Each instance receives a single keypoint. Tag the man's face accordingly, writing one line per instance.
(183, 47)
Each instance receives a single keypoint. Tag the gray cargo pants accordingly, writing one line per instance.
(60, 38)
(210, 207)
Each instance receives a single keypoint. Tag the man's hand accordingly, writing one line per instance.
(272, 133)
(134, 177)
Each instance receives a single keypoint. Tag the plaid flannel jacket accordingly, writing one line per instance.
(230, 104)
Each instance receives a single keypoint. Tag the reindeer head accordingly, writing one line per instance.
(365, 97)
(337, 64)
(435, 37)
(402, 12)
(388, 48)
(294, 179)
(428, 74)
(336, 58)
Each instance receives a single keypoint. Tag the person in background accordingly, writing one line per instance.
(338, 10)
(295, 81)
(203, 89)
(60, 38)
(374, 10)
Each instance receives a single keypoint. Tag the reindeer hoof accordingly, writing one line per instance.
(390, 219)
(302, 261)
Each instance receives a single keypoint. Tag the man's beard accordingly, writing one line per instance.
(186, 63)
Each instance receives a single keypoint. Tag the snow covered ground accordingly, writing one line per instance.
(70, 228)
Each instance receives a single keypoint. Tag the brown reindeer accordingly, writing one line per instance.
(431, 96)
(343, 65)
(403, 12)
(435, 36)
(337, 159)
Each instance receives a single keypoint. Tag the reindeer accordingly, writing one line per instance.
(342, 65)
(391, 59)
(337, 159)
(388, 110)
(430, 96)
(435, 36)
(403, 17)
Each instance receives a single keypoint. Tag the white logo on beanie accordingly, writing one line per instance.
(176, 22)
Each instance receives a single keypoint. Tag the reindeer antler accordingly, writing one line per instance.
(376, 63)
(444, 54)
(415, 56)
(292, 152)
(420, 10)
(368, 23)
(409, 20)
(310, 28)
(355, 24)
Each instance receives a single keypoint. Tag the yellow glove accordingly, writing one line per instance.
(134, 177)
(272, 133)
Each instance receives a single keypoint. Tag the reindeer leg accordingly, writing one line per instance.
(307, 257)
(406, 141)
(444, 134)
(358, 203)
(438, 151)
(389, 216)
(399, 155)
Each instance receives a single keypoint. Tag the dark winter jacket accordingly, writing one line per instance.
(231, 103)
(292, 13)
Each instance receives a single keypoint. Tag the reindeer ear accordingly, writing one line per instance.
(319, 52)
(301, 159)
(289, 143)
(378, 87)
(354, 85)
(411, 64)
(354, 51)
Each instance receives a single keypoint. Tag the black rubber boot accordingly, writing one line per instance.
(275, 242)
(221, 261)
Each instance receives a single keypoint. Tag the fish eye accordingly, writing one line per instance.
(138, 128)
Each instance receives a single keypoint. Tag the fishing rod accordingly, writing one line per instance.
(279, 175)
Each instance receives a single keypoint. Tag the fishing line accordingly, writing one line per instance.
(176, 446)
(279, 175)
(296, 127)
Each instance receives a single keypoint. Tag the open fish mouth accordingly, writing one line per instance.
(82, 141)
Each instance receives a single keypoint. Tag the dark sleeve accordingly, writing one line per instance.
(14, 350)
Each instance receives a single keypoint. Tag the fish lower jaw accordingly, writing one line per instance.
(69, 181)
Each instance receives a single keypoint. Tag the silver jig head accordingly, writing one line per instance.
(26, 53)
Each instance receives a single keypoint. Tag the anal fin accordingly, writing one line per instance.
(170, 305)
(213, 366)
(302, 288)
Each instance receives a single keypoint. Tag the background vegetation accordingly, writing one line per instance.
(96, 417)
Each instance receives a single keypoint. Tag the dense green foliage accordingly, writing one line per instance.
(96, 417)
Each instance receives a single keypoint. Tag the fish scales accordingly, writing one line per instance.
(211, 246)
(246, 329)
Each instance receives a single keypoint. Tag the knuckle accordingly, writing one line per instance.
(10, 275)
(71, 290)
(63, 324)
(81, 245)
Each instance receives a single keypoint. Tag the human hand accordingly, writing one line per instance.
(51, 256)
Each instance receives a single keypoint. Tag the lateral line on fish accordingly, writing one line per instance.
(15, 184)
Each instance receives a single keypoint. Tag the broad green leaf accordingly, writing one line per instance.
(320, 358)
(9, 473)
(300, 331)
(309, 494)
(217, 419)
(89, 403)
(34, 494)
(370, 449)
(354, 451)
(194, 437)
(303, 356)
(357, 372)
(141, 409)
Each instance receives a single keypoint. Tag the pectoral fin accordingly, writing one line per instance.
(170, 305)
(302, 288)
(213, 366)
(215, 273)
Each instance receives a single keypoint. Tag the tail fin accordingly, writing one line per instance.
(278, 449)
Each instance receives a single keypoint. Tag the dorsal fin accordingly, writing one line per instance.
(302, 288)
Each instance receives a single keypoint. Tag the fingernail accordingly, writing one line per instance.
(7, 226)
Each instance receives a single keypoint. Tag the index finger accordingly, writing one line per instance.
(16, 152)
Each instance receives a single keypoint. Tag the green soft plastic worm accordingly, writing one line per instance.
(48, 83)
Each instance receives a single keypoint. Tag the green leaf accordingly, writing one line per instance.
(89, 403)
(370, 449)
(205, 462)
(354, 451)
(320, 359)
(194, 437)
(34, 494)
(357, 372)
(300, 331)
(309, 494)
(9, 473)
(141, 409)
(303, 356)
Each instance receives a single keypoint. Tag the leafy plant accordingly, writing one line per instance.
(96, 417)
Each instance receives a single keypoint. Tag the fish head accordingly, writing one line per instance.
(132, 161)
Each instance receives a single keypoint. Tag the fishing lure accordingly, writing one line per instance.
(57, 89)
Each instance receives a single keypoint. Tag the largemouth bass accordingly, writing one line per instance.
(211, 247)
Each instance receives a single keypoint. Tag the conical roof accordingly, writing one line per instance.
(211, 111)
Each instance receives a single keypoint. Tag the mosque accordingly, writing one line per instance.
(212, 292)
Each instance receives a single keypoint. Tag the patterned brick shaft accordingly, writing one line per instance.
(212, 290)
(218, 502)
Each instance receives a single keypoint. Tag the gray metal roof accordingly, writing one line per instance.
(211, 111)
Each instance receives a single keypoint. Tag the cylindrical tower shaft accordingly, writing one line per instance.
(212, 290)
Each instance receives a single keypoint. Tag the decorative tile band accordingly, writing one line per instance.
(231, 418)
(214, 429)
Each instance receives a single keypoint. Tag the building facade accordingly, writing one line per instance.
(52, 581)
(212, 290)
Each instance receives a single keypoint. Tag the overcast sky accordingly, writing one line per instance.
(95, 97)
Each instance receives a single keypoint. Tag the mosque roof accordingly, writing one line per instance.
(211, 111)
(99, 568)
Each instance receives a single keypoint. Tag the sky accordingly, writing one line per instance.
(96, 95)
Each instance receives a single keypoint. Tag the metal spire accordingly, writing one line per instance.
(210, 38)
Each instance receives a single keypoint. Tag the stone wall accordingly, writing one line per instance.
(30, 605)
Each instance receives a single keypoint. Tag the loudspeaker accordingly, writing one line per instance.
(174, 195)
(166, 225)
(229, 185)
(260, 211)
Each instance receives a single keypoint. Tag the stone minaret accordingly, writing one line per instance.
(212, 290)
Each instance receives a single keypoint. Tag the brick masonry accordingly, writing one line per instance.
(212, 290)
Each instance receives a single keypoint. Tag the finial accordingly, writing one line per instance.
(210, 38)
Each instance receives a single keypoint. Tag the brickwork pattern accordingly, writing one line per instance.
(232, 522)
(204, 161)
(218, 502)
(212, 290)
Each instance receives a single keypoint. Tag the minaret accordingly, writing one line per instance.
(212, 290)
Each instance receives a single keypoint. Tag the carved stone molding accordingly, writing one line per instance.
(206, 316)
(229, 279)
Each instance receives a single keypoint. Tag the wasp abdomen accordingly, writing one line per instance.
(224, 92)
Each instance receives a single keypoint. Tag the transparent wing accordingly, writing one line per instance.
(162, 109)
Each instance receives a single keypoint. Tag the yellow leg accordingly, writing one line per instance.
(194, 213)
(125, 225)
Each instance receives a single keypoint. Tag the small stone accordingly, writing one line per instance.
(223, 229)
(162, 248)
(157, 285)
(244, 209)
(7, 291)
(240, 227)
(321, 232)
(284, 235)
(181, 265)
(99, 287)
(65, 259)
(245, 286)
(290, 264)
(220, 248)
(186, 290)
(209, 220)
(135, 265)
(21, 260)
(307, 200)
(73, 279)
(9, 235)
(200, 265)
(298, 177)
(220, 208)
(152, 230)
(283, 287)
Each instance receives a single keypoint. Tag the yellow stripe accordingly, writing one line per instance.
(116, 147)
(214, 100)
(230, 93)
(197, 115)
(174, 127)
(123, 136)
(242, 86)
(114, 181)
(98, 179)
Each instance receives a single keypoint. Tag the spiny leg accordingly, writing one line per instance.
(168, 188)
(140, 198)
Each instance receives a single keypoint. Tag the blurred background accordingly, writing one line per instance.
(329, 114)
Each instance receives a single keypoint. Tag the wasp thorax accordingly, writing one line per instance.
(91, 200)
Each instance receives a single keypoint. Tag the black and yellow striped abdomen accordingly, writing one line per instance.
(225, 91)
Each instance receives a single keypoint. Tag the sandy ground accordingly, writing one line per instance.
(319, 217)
○ ○ ○ ○ ○ ○ ○
Task to complete: What is needed is an exact copy of the lines from the one containing "Each instance receives a single keypoint. Tag the blurred" through the final line of the data, both included, and nothing more.

Written response:
Each instance receives a single keypoint. Tag the blurred background accordingly, writing one line per instance.
(329, 114)
Each instance receives a single keypoint. Tag the wasp thorax accordingly, writing one line per instance.
(91, 200)
Each instance receives a single keypoint. Tag the black and yellow striped abdomen accordingly, writing one line per instance.
(225, 91)
Each instance receives a single keypoint. Tag the sandy ground accordingly, writing one line per instance.
(319, 217)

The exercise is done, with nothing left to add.